- _Given exercise_
Extract the line that contains "on the woven" and every line after it to the end of the records below, exactly as written and nothing else.

--- start Given entries ---

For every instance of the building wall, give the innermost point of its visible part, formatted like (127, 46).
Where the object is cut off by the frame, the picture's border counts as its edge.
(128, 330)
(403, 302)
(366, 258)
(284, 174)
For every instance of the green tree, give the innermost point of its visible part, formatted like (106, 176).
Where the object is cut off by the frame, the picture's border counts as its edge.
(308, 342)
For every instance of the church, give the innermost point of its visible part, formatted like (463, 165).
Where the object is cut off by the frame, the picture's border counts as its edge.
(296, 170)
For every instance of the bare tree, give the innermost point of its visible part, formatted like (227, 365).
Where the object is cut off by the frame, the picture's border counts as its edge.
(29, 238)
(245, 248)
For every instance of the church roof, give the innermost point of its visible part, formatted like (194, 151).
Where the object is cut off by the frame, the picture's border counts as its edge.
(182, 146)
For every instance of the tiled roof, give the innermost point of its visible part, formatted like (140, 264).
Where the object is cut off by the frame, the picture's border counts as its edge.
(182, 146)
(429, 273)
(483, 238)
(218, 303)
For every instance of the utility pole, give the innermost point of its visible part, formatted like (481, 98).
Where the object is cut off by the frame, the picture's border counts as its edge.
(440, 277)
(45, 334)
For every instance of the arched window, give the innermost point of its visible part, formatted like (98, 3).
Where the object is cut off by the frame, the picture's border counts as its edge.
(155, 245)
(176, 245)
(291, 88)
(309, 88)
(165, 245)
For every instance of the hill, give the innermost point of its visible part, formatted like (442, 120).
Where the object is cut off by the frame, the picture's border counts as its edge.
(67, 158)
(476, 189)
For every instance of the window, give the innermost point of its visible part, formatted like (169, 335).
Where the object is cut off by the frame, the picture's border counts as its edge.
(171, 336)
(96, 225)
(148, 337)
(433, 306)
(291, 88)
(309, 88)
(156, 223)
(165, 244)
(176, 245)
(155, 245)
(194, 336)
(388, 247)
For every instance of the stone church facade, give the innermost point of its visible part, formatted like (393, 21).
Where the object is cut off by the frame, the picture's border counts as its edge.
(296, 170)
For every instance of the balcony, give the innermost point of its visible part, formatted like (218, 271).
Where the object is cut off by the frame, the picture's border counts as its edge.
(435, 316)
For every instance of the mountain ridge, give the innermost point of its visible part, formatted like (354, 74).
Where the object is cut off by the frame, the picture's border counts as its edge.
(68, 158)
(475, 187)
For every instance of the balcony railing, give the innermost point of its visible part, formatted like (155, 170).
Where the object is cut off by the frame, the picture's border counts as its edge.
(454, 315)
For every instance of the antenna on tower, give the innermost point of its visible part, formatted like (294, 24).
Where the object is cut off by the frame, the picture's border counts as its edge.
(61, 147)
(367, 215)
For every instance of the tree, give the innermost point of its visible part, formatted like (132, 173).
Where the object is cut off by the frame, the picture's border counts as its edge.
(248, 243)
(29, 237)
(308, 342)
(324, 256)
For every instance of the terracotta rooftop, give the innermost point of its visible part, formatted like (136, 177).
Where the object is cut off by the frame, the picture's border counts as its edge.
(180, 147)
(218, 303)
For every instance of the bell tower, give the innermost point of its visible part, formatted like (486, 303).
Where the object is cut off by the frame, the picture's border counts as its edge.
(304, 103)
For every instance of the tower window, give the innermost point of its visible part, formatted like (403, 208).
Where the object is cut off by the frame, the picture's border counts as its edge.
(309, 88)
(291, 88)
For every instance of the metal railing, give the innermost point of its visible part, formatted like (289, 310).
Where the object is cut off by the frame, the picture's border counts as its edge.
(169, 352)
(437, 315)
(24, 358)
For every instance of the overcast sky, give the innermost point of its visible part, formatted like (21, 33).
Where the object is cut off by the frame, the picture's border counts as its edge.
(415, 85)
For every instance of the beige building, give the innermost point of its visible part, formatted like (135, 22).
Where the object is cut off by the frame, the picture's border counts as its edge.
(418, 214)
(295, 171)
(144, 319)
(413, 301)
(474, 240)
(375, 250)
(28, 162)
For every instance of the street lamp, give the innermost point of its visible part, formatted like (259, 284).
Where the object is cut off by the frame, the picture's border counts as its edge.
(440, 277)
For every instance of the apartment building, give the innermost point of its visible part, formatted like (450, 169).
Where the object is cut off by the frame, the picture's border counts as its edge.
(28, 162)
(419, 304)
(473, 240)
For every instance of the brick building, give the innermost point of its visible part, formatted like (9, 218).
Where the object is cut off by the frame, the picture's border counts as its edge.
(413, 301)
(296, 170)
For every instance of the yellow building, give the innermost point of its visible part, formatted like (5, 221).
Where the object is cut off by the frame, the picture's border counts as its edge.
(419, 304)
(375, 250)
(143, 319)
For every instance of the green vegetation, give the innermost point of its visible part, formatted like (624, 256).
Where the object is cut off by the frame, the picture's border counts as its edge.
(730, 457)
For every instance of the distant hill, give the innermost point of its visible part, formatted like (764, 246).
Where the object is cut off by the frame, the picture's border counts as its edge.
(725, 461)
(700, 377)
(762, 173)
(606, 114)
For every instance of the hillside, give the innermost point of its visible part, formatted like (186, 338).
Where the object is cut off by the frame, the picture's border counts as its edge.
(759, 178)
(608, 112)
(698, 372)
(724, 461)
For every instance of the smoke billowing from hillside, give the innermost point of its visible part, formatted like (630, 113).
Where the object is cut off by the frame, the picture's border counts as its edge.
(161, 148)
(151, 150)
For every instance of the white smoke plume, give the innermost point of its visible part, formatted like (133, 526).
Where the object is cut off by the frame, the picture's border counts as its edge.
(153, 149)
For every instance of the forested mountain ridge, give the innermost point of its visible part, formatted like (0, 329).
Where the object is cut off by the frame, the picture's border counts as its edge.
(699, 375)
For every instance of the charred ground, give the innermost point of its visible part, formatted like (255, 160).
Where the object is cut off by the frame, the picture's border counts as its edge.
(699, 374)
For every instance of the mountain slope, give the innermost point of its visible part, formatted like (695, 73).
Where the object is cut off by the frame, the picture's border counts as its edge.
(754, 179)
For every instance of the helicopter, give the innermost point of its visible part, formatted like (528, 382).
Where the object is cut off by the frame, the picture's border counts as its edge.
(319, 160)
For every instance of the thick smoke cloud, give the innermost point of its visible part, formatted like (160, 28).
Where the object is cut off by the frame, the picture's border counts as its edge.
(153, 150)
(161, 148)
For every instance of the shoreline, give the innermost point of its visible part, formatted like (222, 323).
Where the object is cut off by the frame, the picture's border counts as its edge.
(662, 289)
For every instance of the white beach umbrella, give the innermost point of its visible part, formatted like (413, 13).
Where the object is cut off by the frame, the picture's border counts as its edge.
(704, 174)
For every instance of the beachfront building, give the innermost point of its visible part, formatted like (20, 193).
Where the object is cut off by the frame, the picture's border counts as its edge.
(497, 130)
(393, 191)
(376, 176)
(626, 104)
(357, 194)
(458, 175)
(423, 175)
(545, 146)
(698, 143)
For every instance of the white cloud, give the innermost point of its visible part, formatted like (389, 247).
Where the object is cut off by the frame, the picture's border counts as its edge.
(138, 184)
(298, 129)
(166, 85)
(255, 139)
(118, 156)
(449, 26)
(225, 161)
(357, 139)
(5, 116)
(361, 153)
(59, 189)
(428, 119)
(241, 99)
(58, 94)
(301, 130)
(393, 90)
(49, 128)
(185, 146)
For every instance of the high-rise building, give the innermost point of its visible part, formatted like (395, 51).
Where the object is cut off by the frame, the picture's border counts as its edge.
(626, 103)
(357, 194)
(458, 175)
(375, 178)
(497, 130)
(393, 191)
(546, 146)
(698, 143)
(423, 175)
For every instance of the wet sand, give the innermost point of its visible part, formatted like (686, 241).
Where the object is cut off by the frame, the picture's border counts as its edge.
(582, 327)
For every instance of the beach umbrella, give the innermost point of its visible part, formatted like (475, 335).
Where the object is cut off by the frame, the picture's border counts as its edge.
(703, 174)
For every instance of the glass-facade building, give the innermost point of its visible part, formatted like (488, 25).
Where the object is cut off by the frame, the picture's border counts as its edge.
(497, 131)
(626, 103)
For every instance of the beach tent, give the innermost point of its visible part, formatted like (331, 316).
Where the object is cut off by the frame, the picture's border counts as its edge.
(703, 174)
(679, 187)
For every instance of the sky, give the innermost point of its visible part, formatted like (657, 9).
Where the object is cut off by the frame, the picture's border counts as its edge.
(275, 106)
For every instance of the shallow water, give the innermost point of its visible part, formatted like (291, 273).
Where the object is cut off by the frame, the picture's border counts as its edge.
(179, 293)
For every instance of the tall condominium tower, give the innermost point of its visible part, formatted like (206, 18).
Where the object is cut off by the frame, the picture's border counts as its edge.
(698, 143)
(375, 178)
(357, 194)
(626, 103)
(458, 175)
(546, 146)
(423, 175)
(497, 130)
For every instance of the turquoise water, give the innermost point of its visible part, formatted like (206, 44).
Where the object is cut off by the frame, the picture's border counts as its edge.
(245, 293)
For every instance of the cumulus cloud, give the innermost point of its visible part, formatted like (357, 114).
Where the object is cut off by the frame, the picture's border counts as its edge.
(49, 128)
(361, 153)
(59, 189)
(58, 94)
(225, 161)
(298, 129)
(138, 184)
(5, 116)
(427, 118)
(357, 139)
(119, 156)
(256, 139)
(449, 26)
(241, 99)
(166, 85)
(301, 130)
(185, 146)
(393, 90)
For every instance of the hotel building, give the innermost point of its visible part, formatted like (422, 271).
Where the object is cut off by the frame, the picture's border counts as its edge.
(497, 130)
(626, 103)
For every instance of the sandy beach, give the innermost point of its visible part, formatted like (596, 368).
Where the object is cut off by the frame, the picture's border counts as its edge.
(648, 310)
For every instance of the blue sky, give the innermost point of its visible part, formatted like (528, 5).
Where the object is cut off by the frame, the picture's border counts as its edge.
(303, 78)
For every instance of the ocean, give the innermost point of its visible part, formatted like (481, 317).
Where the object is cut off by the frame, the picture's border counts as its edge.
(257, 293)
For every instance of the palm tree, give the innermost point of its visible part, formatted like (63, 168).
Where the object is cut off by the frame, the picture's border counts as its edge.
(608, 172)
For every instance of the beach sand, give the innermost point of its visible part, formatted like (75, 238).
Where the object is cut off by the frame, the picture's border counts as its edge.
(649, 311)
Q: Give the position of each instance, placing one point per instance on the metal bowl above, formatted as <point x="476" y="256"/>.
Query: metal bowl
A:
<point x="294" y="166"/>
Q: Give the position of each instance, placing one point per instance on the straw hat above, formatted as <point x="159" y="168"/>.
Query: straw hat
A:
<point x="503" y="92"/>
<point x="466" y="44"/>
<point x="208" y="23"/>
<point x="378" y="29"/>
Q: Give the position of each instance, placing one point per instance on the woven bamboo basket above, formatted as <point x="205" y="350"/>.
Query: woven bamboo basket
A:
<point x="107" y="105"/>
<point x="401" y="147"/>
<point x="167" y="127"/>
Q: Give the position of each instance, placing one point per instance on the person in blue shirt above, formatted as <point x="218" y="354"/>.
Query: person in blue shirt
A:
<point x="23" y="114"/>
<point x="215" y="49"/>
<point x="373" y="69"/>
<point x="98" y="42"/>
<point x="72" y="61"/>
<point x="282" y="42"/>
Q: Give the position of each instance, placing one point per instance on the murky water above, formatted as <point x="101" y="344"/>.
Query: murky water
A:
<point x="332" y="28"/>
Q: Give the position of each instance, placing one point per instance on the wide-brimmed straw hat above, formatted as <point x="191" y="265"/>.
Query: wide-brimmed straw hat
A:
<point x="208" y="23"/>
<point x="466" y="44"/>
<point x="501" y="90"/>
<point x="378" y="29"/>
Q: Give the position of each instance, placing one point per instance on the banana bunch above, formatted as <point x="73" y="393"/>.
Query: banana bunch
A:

--- end Given entries ---

- _Output of the task_
Q: Give the position of each instance, placing one point per instance on the woven bamboo basket above, formatted as <point x="205" y="350"/>.
Query: woven bamboo basket
A:
<point x="107" y="105"/>
<point x="401" y="147"/>
<point x="167" y="127"/>
Q: Give the position of each instance, placing one point per instance on the person in blue shirt above, formatted as <point x="218" y="354"/>.
Query: person in blue shirt
A:
<point x="23" y="114"/>
<point x="215" y="49"/>
<point x="373" y="69"/>
<point x="98" y="42"/>
<point x="72" y="61"/>
<point x="282" y="42"/>
Q: Give the position of each instance, placing one point per instance on the murky water above, formatted as <point x="101" y="344"/>.
Query: murky water
A:
<point x="332" y="28"/>
Q: Give the position of each instance, placing one point per instance on the wide-brimmed straw hat above, formatted as <point x="191" y="265"/>.
Query: wide-brimmed straw hat
A:
<point x="208" y="23"/>
<point x="466" y="44"/>
<point x="501" y="90"/>
<point x="378" y="29"/>
Q: Give the position of each instance, placing one point per instance on the banana bunch above, formatted as <point x="73" y="393"/>.
Query: banana bunch
A:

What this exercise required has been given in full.